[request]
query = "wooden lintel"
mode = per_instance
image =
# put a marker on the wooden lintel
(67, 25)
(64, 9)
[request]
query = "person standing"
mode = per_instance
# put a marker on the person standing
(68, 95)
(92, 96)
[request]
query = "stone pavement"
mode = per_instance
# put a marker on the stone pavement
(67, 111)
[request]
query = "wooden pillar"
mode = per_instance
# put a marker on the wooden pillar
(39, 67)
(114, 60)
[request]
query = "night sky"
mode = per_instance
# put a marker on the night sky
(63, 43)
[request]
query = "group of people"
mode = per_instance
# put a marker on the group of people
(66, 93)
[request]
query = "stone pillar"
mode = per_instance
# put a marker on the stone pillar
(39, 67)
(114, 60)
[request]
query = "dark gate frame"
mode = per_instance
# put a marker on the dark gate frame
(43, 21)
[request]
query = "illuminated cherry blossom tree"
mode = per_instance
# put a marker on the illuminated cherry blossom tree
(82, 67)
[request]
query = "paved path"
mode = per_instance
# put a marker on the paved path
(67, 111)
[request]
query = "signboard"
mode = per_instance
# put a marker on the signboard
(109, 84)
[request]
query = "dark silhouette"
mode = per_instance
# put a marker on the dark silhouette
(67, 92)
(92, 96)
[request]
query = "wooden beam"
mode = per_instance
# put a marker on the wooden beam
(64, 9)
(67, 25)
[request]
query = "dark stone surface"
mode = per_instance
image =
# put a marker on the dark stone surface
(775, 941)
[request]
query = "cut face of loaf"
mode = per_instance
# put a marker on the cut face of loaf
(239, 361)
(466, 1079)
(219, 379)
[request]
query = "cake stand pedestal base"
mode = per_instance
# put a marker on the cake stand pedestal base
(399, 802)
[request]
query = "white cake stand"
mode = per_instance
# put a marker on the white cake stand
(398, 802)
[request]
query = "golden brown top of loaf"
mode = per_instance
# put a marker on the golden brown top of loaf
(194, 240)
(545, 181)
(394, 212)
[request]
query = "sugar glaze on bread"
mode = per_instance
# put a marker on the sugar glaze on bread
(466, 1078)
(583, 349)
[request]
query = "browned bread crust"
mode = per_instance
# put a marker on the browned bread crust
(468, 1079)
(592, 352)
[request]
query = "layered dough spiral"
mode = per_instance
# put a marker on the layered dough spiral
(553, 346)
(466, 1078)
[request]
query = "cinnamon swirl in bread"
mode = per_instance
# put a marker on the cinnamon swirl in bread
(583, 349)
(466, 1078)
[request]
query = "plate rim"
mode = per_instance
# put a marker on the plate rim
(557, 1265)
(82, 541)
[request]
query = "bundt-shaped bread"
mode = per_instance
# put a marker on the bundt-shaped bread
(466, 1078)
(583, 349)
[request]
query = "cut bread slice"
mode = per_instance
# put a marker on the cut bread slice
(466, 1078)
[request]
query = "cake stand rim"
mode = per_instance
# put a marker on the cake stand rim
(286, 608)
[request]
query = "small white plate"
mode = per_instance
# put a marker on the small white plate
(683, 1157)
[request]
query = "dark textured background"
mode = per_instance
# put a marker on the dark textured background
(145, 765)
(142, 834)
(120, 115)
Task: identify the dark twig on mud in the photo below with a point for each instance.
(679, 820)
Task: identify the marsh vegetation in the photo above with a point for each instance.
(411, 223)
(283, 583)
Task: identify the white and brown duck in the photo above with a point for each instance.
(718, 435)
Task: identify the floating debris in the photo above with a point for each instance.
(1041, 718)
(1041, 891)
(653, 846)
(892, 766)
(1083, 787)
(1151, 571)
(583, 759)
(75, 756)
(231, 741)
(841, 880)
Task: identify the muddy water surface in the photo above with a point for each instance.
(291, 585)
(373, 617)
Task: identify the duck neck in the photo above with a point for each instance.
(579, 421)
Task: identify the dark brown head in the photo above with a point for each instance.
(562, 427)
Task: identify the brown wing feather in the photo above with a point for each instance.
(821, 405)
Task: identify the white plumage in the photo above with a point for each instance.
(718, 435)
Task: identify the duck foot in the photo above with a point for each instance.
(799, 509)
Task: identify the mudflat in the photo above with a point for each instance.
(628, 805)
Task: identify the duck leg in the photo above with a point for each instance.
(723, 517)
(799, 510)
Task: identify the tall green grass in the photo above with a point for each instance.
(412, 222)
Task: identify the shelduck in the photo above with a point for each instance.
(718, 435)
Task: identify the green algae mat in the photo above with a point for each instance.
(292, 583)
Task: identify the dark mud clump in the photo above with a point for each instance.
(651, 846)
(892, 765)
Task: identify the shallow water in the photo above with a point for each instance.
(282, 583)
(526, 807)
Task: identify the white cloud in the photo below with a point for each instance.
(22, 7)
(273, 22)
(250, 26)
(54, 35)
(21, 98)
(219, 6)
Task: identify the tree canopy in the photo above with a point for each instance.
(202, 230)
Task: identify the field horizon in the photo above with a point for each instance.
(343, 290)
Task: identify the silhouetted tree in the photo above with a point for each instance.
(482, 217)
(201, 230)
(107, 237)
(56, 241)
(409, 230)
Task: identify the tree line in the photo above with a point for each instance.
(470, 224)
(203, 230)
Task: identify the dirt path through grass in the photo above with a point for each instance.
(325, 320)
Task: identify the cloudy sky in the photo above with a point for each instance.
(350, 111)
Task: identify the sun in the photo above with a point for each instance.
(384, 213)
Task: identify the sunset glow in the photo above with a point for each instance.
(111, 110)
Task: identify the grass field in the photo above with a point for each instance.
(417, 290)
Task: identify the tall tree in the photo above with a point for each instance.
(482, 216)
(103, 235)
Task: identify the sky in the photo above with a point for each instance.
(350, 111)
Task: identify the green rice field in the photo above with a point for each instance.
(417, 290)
========
**Work instructions**: Repeat exactly the lines above from the line that contains "Task: identify the field" through the end. Include both of these ends; leave out everything else.

**Exercise answer**:
Task: identify the field horizon in the photo above with a point for each instance.
(343, 290)
Task: identify the silhouetted tree in the photo above with a point for each instance.
(482, 217)
(201, 230)
(107, 237)
(56, 241)
(409, 230)
Task: identify the tree line in the photo above with a point for each instance.
(470, 224)
(203, 230)
Task: identify the dirt path through grass in the photo above with a point for each instance.
(325, 320)
Task: identify the cloudy sky in the photo above with a point for each instance.
(350, 111)
Task: identify the sun in the photo above with a point for each instance.
(384, 213)
Task: identify the sunset glow in the photo above with a point for each instance.
(111, 110)
Task: identify the grass field in the photo above with a point for each instance.
(417, 290)
Task: identify the tall tree in the photo above with a point for each instance.
(482, 216)
(103, 235)
Task: identify the sky in the photo above with a point for each instance.
(350, 111)
Task: identify the green rice field in the photo above with a point for each instance.
(417, 290)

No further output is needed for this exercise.